● Directions:
Rescale every coordinate in the answers by multiplying it by 1.95 and rounding to whole numbers, with halves rounding up, then give all the lines again, requests included. Cover only the stretch from the line containing "Category: blurred green" through the end of the listing.

## Start Data to process

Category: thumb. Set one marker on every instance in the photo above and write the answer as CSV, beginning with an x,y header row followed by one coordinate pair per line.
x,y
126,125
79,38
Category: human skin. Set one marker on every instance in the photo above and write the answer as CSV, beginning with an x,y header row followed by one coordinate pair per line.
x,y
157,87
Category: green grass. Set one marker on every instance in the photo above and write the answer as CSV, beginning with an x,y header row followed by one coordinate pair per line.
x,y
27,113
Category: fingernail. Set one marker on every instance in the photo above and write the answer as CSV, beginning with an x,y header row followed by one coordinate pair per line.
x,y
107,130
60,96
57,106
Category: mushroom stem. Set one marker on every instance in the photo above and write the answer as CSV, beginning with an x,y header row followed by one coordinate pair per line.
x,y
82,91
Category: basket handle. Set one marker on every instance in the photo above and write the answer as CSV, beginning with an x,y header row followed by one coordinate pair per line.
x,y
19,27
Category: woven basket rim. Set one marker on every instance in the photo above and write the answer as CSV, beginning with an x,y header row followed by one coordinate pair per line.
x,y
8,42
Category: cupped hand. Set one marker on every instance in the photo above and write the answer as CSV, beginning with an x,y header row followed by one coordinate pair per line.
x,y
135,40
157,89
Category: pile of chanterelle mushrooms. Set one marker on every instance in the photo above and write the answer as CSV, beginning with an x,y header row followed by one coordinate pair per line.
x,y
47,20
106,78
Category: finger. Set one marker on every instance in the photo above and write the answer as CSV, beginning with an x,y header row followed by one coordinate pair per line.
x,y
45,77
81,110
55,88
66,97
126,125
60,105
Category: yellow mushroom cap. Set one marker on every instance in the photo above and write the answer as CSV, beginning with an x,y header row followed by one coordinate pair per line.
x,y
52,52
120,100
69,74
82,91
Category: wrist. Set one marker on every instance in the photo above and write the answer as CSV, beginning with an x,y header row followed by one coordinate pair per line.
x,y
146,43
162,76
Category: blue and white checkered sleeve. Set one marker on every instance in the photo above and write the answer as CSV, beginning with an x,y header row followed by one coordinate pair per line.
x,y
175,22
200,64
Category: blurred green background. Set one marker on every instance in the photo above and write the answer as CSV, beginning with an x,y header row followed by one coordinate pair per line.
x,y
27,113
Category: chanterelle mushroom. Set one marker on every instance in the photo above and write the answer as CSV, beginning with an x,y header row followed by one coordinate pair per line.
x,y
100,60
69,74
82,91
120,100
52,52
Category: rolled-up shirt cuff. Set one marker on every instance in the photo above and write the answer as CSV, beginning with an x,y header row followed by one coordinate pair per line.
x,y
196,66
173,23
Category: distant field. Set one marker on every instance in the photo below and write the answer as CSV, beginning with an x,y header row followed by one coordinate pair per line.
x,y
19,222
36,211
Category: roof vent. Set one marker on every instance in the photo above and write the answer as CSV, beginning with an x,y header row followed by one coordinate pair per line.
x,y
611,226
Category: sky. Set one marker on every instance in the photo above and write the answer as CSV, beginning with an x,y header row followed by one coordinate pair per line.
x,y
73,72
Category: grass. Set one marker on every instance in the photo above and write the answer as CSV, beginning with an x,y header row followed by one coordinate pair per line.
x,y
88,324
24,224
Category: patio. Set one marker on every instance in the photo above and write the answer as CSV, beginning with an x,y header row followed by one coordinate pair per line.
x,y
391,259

## End Data to process

● Answer for this exercise:
Category: blurred green background. Set one marker on every instance in the photo above and write the answer as CSV, beginning with an x,y header row followed by one coordinate pair per line.
x,y
53,220
Category: chanterelle mushroom. Set one marker on every instance in the photo above and write the answer as CSV, beginning with an x,y header row followed by one coordinate pair per line.
x,y
195,117
135,144
160,177
234,195
101,101
Category: rolled-up shirt cuff. Set one marker on every instance in the photo above and write the answer as CSV, beginning with an x,y header row followed by one coordinate pair per line.
x,y
382,129
337,45
Category: distant field. Set one marker on every instance in the photo below and write the answer as CSV, beginning with an x,y header row followed by one coordinate pair per line.
x,y
37,433
70,411
Category: roof vent. Set one marker on every instance in the photo above and write the answer as CSV, beginning with an x,y header row followed by one coordinate pair per line.
x,y
1191,441
Category: sky. Set one marker on every instance in the photo above and write the answer as CSV, beginning with an x,y header row followed by one coordinate pair per line.
x,y
142,140
Category: grass. Set one marker on every instance in the photo above and write the answer as CSV, beginning with an x,y header row followed by one coordinate pair per line.
x,y
172,632
47,437
Category: patio. Set one marker on every instance in the photo above and write the answer as CSV, beginning with an x,y header row followed by one coordinate pair per line.
x,y
762,505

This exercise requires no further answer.